Work to be completed:
Extract, from the listing that follows, each line containing the word "below".

Material provided:
"""

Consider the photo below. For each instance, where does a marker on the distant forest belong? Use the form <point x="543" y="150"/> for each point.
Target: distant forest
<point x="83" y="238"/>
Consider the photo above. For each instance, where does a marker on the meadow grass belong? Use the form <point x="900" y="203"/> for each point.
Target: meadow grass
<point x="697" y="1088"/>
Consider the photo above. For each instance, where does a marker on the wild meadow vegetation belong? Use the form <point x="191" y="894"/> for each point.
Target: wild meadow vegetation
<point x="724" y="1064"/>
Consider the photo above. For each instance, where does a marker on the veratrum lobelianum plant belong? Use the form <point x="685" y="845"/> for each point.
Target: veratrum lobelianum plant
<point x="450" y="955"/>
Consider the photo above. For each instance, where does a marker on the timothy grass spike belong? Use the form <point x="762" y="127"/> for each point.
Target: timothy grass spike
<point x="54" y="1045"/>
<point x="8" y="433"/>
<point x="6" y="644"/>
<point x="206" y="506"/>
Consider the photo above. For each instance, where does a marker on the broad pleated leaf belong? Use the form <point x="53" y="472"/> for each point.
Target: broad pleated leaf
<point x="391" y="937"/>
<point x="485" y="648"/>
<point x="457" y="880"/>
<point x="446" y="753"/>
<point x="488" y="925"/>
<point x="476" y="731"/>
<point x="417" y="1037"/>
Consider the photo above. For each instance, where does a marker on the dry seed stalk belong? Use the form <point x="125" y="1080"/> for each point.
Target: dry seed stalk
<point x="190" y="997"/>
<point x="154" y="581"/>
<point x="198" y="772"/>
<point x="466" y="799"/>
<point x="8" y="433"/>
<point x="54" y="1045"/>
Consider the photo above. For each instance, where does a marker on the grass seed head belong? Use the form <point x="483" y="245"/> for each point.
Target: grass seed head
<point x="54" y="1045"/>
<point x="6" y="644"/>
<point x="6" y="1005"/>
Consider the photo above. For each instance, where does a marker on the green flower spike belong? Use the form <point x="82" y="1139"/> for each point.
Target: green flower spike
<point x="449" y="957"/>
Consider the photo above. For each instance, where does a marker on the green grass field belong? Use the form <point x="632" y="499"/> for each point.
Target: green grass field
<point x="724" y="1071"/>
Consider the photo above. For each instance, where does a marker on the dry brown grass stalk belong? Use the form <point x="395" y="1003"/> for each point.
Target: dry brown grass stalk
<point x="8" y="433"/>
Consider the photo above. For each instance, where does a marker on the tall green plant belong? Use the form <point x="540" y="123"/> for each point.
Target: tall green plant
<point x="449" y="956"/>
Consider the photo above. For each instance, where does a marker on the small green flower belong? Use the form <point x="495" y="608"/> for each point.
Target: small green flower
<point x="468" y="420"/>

"""
"""

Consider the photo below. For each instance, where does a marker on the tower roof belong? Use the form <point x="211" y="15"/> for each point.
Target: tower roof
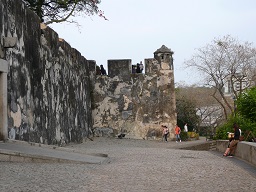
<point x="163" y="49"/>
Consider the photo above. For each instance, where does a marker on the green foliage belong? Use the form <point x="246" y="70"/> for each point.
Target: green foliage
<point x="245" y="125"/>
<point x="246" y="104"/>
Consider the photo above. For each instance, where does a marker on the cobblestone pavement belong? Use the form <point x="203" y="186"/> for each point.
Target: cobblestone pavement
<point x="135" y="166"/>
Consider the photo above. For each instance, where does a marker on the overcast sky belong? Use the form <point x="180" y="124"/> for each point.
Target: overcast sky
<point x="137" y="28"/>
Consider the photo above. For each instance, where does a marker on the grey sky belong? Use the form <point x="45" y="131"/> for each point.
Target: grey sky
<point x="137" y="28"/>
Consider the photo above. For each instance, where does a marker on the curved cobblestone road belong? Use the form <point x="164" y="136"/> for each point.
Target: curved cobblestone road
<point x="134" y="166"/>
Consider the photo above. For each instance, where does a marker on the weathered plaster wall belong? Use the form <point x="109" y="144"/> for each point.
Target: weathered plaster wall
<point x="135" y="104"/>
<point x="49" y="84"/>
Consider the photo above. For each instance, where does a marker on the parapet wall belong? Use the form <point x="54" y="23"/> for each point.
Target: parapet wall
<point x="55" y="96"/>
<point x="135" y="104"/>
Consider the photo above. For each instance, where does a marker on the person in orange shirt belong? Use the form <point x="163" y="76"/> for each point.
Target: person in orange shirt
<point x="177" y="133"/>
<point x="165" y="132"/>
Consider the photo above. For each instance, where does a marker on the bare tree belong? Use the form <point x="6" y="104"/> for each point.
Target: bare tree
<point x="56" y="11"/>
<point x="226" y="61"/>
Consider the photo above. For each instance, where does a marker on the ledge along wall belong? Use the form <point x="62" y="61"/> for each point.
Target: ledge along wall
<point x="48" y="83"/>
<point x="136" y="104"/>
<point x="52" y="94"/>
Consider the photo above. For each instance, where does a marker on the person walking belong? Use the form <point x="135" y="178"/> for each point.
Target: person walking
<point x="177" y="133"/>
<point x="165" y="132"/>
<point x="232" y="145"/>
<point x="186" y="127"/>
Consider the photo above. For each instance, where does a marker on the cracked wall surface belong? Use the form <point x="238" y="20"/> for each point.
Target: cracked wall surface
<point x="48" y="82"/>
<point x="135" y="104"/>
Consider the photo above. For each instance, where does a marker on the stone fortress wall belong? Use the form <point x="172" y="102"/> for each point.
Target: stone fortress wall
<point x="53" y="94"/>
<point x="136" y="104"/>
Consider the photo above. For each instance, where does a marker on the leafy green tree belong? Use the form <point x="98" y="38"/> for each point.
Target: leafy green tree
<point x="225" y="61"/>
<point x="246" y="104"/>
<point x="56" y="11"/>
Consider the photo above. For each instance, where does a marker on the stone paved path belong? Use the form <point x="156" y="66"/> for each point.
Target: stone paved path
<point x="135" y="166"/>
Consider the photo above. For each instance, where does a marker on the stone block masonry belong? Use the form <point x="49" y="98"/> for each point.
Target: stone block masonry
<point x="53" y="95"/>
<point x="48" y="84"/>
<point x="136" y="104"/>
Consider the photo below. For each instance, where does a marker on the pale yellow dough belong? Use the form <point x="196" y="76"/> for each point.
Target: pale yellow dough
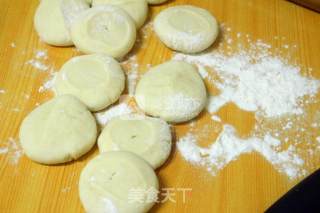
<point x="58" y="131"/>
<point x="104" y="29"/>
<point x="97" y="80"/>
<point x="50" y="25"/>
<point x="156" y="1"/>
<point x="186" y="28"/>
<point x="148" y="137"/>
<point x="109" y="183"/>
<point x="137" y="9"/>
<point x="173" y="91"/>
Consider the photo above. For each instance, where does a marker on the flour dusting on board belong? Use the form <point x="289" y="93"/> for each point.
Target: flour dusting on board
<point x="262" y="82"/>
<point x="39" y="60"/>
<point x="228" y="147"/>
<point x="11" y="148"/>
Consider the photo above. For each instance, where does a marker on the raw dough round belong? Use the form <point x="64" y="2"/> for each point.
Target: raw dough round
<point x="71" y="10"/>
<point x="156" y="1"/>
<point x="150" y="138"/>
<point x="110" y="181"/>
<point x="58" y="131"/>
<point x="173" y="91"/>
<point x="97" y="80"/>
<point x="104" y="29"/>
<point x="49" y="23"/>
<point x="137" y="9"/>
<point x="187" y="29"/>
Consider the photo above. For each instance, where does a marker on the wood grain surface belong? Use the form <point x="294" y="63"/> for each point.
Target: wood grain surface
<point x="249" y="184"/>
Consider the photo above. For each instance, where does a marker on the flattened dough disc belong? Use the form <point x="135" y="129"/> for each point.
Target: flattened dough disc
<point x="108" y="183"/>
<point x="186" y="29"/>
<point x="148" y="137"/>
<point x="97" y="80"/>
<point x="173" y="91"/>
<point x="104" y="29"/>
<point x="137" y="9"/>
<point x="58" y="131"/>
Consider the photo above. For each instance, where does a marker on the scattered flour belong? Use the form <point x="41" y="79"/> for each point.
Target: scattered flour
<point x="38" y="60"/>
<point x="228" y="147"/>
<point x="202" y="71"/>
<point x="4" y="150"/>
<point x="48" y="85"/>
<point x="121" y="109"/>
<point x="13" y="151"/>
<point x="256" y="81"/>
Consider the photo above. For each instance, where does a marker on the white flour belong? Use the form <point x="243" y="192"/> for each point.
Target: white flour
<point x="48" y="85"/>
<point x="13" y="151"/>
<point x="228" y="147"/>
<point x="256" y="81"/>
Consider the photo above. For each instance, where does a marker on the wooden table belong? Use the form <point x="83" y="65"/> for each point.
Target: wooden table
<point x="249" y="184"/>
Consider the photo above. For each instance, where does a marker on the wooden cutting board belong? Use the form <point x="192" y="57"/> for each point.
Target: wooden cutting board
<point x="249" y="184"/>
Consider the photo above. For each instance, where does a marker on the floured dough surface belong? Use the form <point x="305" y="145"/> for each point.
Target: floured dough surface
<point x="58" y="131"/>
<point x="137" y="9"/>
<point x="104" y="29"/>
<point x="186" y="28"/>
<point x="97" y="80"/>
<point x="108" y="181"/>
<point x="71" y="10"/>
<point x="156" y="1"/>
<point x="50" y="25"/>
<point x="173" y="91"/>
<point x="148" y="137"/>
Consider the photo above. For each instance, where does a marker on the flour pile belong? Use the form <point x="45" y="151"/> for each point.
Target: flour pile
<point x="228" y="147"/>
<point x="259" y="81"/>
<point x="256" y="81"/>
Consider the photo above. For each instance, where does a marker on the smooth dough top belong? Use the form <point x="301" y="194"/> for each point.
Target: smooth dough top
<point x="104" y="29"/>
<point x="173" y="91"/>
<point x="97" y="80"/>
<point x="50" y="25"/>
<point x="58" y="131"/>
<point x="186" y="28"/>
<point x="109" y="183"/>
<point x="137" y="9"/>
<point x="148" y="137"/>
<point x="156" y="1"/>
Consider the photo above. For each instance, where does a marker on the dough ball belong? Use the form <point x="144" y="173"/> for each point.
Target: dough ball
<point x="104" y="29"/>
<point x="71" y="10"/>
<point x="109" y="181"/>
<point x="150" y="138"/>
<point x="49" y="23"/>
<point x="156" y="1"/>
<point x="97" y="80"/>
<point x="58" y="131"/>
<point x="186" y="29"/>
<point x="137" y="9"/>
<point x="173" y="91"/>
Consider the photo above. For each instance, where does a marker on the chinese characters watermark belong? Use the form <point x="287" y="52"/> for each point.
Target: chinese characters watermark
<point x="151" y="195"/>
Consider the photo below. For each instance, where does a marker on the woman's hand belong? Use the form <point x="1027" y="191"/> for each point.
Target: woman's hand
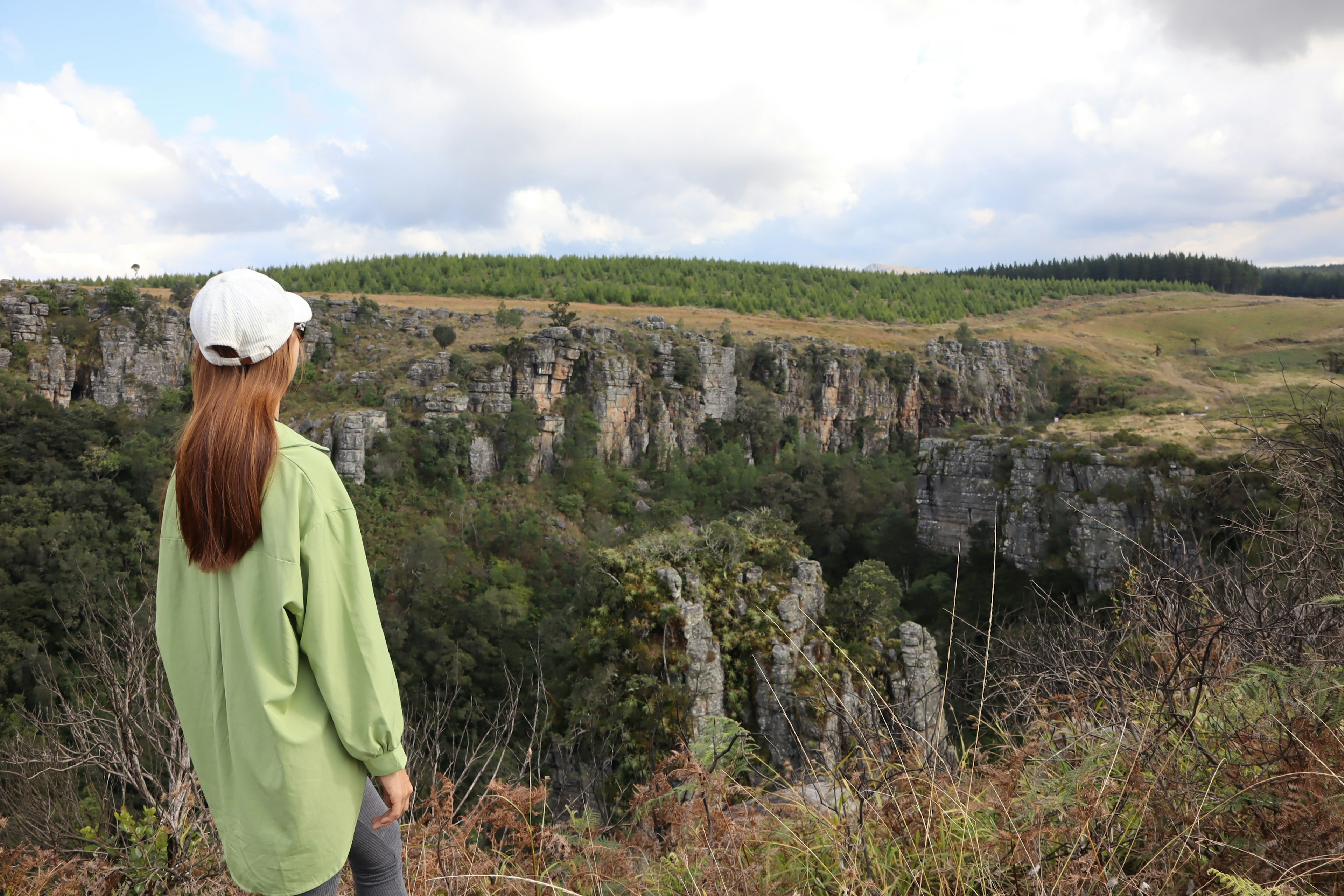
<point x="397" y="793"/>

"""

Task response:
Consider the photo below. For each instance, where does a marker on the distant forest belong? Use the form <point x="543" y="150"/> for each point.
Consider the photo below. For each instance, where does a marker on the tower roof belong? Use the form <point x="211" y="15"/> for each point.
Consider the photo below. For each instance, where does a marker on the pale yellow dough belong? Use the form <point x="196" y="76"/> for each point.
Consider the photo below. For each instance, where does a marker on the woman's hand belong? Use the form <point x="1027" y="191"/> for each point.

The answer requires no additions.